Stored entries:
***
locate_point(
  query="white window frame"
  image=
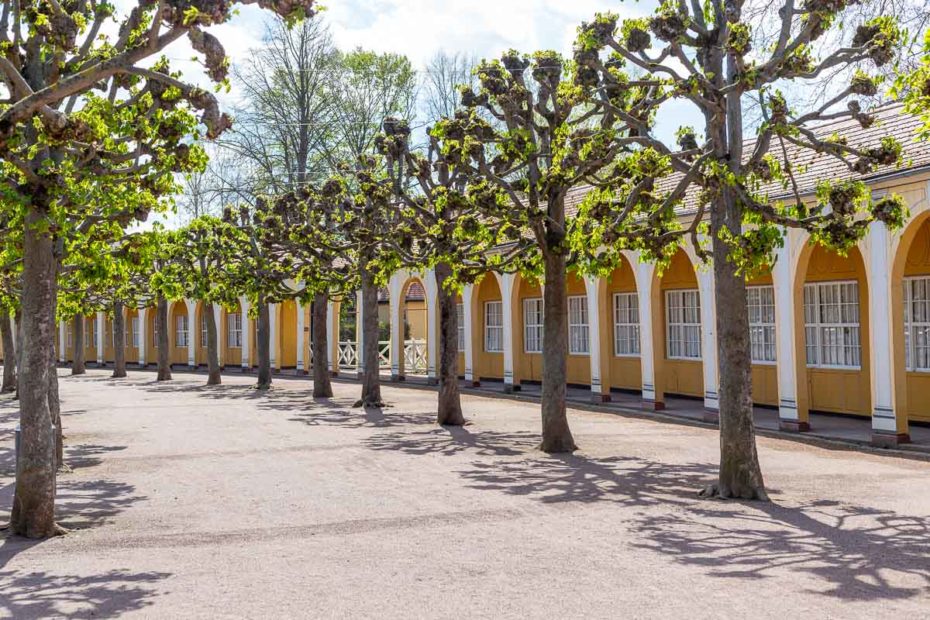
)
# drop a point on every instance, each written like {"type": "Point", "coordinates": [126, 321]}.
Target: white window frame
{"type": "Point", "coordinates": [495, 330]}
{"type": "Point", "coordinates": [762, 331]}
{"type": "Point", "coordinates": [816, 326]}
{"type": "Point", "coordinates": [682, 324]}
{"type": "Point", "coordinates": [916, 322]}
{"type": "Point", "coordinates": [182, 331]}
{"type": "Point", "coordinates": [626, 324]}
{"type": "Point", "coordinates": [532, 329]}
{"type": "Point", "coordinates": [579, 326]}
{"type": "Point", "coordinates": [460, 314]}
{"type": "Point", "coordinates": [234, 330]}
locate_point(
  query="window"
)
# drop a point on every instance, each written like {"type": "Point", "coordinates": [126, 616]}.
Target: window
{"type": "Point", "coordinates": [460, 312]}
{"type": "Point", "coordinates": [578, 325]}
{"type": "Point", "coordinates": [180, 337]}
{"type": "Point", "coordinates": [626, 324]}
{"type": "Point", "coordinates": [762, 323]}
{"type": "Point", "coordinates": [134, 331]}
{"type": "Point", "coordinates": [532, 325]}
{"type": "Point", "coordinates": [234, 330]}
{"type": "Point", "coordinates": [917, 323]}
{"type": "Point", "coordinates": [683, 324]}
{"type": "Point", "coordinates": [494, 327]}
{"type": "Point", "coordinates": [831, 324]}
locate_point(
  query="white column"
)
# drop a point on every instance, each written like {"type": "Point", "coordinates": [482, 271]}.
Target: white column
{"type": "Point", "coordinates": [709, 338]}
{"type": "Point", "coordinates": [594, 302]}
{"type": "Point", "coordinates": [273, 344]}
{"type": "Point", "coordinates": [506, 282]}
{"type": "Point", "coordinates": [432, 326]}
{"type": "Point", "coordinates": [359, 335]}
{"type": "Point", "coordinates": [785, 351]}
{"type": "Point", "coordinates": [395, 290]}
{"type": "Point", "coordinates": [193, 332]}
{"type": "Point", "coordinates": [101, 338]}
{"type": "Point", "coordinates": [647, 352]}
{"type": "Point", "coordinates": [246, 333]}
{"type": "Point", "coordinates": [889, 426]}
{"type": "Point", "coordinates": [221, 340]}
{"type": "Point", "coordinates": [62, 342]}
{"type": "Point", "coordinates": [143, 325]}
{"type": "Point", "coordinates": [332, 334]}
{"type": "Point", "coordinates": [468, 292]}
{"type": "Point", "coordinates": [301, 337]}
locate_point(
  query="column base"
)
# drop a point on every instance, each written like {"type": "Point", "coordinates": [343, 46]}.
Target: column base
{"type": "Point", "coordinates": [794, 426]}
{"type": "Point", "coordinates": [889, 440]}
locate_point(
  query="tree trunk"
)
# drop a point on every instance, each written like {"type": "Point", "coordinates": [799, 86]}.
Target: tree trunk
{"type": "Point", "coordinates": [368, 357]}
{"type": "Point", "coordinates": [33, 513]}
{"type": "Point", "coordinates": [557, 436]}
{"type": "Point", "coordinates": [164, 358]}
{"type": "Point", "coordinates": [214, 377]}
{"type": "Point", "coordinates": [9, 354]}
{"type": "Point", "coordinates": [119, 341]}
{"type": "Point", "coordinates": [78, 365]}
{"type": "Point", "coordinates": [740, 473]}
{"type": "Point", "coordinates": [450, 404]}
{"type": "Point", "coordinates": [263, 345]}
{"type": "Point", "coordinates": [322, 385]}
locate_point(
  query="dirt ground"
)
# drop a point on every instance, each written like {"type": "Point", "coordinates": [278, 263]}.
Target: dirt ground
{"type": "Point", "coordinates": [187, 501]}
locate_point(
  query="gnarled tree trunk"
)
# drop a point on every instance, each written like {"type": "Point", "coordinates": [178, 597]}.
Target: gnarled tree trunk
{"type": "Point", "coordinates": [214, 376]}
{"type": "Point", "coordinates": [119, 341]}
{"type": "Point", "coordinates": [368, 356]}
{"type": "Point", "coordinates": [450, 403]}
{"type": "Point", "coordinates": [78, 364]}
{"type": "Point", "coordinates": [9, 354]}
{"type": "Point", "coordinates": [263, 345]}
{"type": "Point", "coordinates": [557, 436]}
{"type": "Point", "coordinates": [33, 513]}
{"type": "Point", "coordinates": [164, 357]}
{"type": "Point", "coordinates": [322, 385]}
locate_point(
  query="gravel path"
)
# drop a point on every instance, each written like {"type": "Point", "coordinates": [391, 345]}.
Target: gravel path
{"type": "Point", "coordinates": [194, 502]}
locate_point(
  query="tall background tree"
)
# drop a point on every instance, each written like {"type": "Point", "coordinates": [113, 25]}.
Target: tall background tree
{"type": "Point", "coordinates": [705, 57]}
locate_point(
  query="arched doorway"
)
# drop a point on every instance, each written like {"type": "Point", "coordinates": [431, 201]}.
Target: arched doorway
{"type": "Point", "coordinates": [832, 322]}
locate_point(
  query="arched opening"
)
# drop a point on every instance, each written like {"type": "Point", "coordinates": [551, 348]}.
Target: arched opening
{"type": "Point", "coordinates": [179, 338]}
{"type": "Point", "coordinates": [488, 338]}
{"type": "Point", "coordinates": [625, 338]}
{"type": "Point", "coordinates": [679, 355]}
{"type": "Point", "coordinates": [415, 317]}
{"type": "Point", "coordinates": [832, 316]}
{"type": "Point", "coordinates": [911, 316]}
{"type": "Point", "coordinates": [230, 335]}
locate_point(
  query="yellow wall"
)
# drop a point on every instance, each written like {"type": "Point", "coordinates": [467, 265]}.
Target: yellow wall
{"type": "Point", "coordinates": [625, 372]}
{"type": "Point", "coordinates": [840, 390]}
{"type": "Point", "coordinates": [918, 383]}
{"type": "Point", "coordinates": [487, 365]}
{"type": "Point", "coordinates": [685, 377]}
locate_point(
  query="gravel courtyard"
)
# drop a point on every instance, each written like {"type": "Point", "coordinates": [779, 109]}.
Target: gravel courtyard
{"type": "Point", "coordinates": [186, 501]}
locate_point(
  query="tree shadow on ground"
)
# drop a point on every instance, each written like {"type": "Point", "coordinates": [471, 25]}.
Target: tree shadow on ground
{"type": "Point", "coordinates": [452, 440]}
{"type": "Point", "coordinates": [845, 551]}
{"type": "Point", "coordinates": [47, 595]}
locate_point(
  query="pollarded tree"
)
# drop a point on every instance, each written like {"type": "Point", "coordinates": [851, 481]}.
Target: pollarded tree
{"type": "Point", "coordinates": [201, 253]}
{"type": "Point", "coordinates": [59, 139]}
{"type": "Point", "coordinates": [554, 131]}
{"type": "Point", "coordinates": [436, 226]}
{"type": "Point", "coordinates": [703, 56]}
***
ASSIGNMENT:
Each entry above must come back exactly as written. Drop the images.

RESULT FOR THIS TASK:
locate_point(
  query="white window frame"
  image=
)
# drop a point on every instance, each written like {"type": "Point", "coordinates": [126, 321]}.
Target: white window frame
{"type": "Point", "coordinates": [495, 330]}
{"type": "Point", "coordinates": [762, 331]}
{"type": "Point", "coordinates": [816, 326]}
{"type": "Point", "coordinates": [682, 324]}
{"type": "Point", "coordinates": [916, 322]}
{"type": "Point", "coordinates": [182, 331]}
{"type": "Point", "coordinates": [626, 324]}
{"type": "Point", "coordinates": [532, 329]}
{"type": "Point", "coordinates": [579, 326]}
{"type": "Point", "coordinates": [460, 314]}
{"type": "Point", "coordinates": [234, 330]}
locate_point(
  query="window"
)
# drop a point on every instance, each written like {"type": "Point", "coordinates": [126, 616]}.
Target: window
{"type": "Point", "coordinates": [460, 312]}
{"type": "Point", "coordinates": [578, 325]}
{"type": "Point", "coordinates": [180, 337]}
{"type": "Point", "coordinates": [626, 324]}
{"type": "Point", "coordinates": [762, 323]}
{"type": "Point", "coordinates": [134, 331]}
{"type": "Point", "coordinates": [532, 325]}
{"type": "Point", "coordinates": [234, 330]}
{"type": "Point", "coordinates": [917, 323]}
{"type": "Point", "coordinates": [683, 324]}
{"type": "Point", "coordinates": [494, 327]}
{"type": "Point", "coordinates": [831, 324]}
locate_point(
  query="white column"
)
# drop a point on every instance, each written like {"type": "Point", "coordinates": [482, 271]}.
Target: white column
{"type": "Point", "coordinates": [709, 338]}
{"type": "Point", "coordinates": [594, 302]}
{"type": "Point", "coordinates": [273, 344]}
{"type": "Point", "coordinates": [506, 282]}
{"type": "Point", "coordinates": [432, 326]}
{"type": "Point", "coordinates": [359, 335]}
{"type": "Point", "coordinates": [785, 351]}
{"type": "Point", "coordinates": [395, 290]}
{"type": "Point", "coordinates": [193, 332]}
{"type": "Point", "coordinates": [101, 338]}
{"type": "Point", "coordinates": [647, 352]}
{"type": "Point", "coordinates": [246, 333]}
{"type": "Point", "coordinates": [889, 426]}
{"type": "Point", "coordinates": [221, 340]}
{"type": "Point", "coordinates": [62, 342]}
{"type": "Point", "coordinates": [143, 325]}
{"type": "Point", "coordinates": [332, 334]}
{"type": "Point", "coordinates": [468, 292]}
{"type": "Point", "coordinates": [301, 337]}
locate_point(
  query="column base"
)
# drop a point on every instance, each written like {"type": "Point", "coordinates": [343, 46]}.
Target: column base
{"type": "Point", "coordinates": [794, 426]}
{"type": "Point", "coordinates": [889, 440]}
locate_point(
  query="tree trunk"
)
# drop a point on every instance, each written like {"type": "Point", "coordinates": [799, 86]}.
Target: tree trunk
{"type": "Point", "coordinates": [368, 357]}
{"type": "Point", "coordinates": [33, 513]}
{"type": "Point", "coordinates": [557, 436]}
{"type": "Point", "coordinates": [164, 358]}
{"type": "Point", "coordinates": [214, 377]}
{"type": "Point", "coordinates": [9, 354]}
{"type": "Point", "coordinates": [119, 341]}
{"type": "Point", "coordinates": [78, 365]}
{"type": "Point", "coordinates": [740, 473]}
{"type": "Point", "coordinates": [450, 404]}
{"type": "Point", "coordinates": [263, 345]}
{"type": "Point", "coordinates": [322, 385]}
locate_point(
  query="dirt ground"
)
# drop a point on every instance, each written like {"type": "Point", "coordinates": [278, 263]}.
Target: dirt ground
{"type": "Point", "coordinates": [187, 501]}
locate_point(
  query="gnarled tree trunk"
)
# drop a point on every instance, each written like {"type": "Point", "coordinates": [178, 597]}.
Target: gnarled tree trunk
{"type": "Point", "coordinates": [214, 376]}
{"type": "Point", "coordinates": [119, 341]}
{"type": "Point", "coordinates": [368, 356]}
{"type": "Point", "coordinates": [450, 403]}
{"type": "Point", "coordinates": [78, 364]}
{"type": "Point", "coordinates": [9, 354]}
{"type": "Point", "coordinates": [263, 345]}
{"type": "Point", "coordinates": [557, 436]}
{"type": "Point", "coordinates": [33, 513]}
{"type": "Point", "coordinates": [164, 357]}
{"type": "Point", "coordinates": [322, 385]}
locate_point(
  query="gravel path"
)
# drop a point on every instance, each written like {"type": "Point", "coordinates": [391, 345]}.
Target: gravel path
{"type": "Point", "coordinates": [194, 502]}
locate_point(
  query="tall background tree"
)
# drop a point on every instance, each written like {"type": "Point", "coordinates": [113, 25]}.
Target: tall background tree
{"type": "Point", "coordinates": [705, 57]}
locate_point(
  query="arched doorway"
)
# drop a point on every instance, each written like {"type": "Point", "coordinates": [431, 201]}.
Target: arched doorway
{"type": "Point", "coordinates": [832, 322]}
locate_point(
  query="arched opening"
)
# drop a point on every instance, each written like {"type": "Point", "coordinates": [551, 348]}.
Target: arched opening
{"type": "Point", "coordinates": [179, 338]}
{"type": "Point", "coordinates": [488, 338]}
{"type": "Point", "coordinates": [625, 338]}
{"type": "Point", "coordinates": [679, 355]}
{"type": "Point", "coordinates": [415, 317]}
{"type": "Point", "coordinates": [832, 316]}
{"type": "Point", "coordinates": [911, 316]}
{"type": "Point", "coordinates": [230, 335]}
locate_point(
  query="yellow wall"
)
# drop a point on every instance, each written like {"type": "Point", "coordinates": [467, 265]}.
Target: yellow wall
{"type": "Point", "coordinates": [625, 372]}
{"type": "Point", "coordinates": [840, 390]}
{"type": "Point", "coordinates": [918, 383]}
{"type": "Point", "coordinates": [487, 365]}
{"type": "Point", "coordinates": [685, 377]}
locate_point(
  query="gravel courtyard"
)
# drop a point on every instance, each written like {"type": "Point", "coordinates": [779, 109]}.
Target: gravel courtyard
{"type": "Point", "coordinates": [186, 501]}
locate_point(
  query="tree shadow on ground"
)
# drop a point on every instance, each written like {"type": "Point", "coordinates": [471, 25]}.
Target: tree shadow on ground
{"type": "Point", "coordinates": [452, 440]}
{"type": "Point", "coordinates": [845, 551]}
{"type": "Point", "coordinates": [47, 595]}
locate_point(
  query="pollarded tree"
)
# drop a point on every instance, each written like {"type": "Point", "coordinates": [851, 481]}.
Target: pollarded tree
{"type": "Point", "coordinates": [201, 253]}
{"type": "Point", "coordinates": [59, 139]}
{"type": "Point", "coordinates": [554, 131]}
{"type": "Point", "coordinates": [436, 226]}
{"type": "Point", "coordinates": [703, 56]}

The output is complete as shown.